* _AIM OF THE EXERCISE_: Select each line in the records below that contains the word "slider" and copy those lines in full.

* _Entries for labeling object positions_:
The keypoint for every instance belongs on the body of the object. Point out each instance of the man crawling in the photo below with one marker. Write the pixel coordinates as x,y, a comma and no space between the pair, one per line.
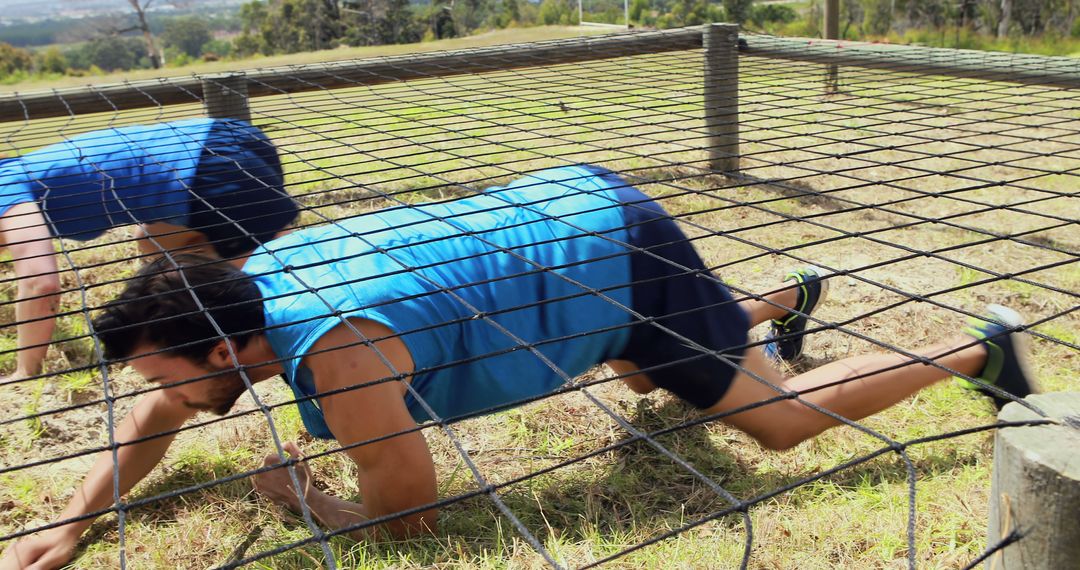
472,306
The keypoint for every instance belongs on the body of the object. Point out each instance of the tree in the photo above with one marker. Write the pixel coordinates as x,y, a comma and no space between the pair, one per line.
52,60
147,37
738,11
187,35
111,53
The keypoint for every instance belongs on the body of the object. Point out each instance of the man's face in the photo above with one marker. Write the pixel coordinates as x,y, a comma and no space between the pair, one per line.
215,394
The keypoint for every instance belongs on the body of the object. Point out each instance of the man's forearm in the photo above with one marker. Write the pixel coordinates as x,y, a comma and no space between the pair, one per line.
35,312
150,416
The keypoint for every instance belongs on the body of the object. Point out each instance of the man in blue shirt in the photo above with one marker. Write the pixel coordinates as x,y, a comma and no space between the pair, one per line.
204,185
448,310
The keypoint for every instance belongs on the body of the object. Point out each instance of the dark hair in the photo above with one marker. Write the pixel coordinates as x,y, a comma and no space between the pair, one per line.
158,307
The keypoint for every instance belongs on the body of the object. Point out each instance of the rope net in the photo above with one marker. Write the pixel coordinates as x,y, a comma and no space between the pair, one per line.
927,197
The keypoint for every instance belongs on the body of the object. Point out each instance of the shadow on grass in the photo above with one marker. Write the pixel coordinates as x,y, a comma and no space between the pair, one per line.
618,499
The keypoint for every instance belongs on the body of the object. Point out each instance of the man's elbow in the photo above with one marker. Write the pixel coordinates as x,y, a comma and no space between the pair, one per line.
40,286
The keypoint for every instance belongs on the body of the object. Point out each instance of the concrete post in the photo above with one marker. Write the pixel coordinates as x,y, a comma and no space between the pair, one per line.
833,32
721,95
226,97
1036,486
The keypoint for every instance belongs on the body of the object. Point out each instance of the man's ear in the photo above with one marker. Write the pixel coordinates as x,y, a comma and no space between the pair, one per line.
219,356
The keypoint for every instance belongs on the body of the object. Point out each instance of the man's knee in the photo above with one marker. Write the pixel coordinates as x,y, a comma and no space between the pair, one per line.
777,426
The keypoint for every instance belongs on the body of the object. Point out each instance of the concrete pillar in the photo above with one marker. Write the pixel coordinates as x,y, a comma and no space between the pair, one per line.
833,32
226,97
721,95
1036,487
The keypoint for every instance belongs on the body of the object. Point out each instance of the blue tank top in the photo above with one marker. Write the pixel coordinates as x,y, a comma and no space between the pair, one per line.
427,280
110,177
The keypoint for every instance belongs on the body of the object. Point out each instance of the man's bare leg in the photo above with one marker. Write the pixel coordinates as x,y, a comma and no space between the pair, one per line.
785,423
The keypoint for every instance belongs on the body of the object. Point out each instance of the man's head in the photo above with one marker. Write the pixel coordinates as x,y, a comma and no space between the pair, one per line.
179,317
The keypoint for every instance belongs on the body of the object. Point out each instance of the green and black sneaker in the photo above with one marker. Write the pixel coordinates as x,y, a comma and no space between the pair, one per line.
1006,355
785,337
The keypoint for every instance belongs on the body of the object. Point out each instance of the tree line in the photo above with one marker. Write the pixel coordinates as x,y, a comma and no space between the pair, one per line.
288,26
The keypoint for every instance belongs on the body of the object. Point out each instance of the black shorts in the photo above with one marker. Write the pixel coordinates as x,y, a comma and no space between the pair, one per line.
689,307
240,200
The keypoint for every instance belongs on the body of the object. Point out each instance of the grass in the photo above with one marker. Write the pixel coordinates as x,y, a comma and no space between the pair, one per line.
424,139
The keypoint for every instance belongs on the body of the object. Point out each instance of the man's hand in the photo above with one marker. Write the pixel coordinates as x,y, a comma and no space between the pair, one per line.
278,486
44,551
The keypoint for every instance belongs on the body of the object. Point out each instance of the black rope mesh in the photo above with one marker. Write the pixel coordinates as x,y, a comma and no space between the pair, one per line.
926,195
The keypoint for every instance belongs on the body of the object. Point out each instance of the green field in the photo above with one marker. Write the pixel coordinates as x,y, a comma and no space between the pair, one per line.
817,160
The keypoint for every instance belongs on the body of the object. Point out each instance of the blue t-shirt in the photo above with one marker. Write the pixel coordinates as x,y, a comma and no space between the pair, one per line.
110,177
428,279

* * *

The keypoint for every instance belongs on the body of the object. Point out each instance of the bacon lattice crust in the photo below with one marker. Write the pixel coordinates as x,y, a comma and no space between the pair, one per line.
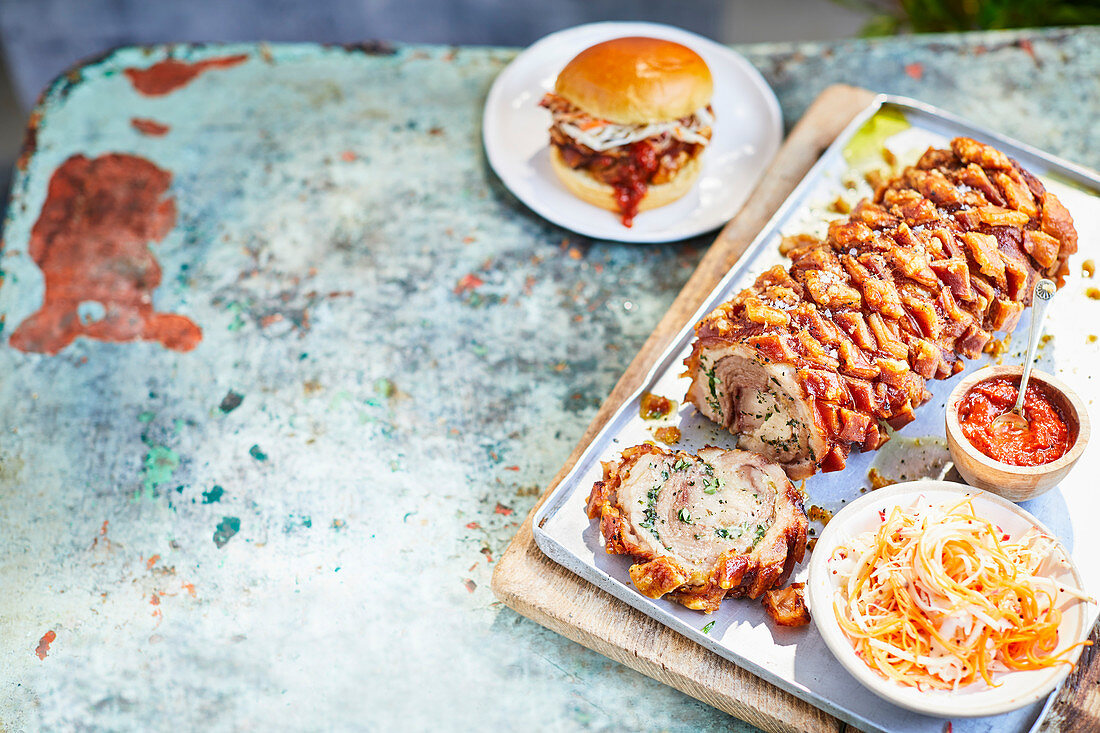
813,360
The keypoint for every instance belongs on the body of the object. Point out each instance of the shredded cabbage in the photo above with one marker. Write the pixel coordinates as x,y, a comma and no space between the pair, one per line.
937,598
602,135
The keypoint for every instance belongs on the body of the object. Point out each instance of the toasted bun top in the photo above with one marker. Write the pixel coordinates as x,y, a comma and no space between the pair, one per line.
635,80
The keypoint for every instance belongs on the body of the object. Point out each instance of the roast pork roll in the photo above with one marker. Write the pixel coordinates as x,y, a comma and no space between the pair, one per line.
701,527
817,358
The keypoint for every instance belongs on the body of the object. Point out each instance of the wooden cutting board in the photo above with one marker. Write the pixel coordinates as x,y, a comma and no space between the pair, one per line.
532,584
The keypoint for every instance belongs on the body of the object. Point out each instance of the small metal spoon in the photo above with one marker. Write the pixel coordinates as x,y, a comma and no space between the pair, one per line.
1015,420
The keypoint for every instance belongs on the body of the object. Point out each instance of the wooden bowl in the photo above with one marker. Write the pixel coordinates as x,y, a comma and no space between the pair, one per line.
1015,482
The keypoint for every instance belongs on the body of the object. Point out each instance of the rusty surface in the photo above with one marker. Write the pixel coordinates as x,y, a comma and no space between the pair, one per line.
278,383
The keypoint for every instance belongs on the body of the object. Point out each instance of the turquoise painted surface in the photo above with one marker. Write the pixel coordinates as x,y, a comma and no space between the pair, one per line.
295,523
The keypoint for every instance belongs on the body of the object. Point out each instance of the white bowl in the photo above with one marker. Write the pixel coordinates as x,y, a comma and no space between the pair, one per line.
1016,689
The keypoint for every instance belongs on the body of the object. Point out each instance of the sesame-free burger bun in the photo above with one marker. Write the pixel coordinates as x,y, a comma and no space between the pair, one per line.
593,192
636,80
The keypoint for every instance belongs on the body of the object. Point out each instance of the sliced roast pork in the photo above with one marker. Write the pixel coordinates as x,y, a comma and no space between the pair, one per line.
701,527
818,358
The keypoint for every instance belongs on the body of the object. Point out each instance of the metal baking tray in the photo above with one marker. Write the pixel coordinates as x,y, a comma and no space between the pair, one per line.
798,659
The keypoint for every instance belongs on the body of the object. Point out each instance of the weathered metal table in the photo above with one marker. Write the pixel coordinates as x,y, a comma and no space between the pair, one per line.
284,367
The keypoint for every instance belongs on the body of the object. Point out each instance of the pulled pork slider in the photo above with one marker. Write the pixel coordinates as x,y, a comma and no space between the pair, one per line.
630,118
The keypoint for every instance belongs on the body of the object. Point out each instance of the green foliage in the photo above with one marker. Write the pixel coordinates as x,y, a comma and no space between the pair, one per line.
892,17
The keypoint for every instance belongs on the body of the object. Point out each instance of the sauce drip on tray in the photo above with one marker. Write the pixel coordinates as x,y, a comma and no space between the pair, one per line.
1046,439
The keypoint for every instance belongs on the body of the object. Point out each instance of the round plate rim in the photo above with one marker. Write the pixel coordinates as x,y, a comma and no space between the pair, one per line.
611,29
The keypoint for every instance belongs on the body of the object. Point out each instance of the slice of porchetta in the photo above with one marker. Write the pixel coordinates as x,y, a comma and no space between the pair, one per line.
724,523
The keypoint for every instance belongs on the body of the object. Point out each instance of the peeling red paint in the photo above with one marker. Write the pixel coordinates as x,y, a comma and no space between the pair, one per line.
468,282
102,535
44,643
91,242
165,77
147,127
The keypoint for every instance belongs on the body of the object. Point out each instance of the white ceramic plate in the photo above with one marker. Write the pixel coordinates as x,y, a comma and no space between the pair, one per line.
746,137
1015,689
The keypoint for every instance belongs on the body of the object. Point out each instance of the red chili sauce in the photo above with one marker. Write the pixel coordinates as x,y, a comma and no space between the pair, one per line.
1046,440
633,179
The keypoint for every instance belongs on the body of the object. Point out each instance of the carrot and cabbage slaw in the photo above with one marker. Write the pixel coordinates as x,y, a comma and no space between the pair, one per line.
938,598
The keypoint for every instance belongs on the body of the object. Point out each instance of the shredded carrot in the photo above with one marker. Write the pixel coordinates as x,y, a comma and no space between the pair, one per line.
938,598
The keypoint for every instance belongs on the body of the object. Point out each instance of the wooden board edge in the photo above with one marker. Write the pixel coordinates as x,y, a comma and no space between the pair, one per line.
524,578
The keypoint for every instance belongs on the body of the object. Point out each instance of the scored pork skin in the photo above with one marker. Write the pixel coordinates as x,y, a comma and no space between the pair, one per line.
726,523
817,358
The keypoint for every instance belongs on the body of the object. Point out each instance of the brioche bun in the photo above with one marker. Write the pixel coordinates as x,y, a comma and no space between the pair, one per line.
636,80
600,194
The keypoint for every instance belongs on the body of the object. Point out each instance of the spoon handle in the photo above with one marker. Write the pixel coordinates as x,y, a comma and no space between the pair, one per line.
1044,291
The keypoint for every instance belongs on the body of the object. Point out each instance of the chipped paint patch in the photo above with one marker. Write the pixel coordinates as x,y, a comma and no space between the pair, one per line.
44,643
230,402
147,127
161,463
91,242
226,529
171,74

* * *

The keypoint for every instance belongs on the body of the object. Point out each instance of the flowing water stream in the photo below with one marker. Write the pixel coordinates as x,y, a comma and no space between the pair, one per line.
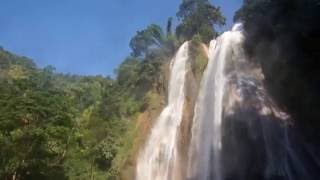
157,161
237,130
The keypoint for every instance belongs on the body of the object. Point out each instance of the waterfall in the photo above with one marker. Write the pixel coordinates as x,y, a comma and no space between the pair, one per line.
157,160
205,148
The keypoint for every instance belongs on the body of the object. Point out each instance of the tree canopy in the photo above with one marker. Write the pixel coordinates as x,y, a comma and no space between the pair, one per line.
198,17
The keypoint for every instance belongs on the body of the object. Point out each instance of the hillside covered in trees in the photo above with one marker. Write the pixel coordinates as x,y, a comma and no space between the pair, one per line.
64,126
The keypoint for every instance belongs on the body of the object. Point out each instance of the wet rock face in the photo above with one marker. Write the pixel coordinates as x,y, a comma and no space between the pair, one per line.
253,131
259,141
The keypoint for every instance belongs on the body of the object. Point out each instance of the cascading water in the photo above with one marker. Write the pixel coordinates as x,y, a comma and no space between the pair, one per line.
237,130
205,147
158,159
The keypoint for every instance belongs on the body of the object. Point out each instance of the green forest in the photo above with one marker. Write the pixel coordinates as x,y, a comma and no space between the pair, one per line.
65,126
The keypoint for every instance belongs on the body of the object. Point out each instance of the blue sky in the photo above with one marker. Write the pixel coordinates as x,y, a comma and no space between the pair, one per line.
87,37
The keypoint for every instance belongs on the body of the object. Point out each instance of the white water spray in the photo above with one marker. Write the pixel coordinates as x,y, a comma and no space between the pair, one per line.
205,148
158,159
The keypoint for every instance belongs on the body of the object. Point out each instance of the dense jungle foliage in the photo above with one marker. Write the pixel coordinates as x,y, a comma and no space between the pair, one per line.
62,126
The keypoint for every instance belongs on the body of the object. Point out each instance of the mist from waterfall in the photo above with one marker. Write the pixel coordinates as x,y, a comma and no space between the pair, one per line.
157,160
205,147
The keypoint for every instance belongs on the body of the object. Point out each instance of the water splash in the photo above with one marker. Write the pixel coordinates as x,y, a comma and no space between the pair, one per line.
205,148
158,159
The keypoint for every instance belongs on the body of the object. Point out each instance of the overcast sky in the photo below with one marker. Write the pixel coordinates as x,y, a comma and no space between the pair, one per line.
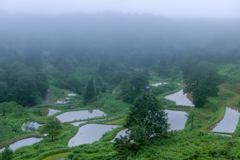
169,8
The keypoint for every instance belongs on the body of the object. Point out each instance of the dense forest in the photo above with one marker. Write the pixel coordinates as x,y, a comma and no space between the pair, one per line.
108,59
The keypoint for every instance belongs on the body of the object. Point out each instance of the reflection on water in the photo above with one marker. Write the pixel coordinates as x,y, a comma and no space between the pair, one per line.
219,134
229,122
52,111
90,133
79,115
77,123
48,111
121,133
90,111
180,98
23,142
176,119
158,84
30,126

* _RESPONSE_:
The keypoint for every instance belongs on the body of the object. Point out each instance of the pulled pork slider in the photo above with one marker. Write the pixel coordinates as x,y, a comma and no space between the pair, one per line.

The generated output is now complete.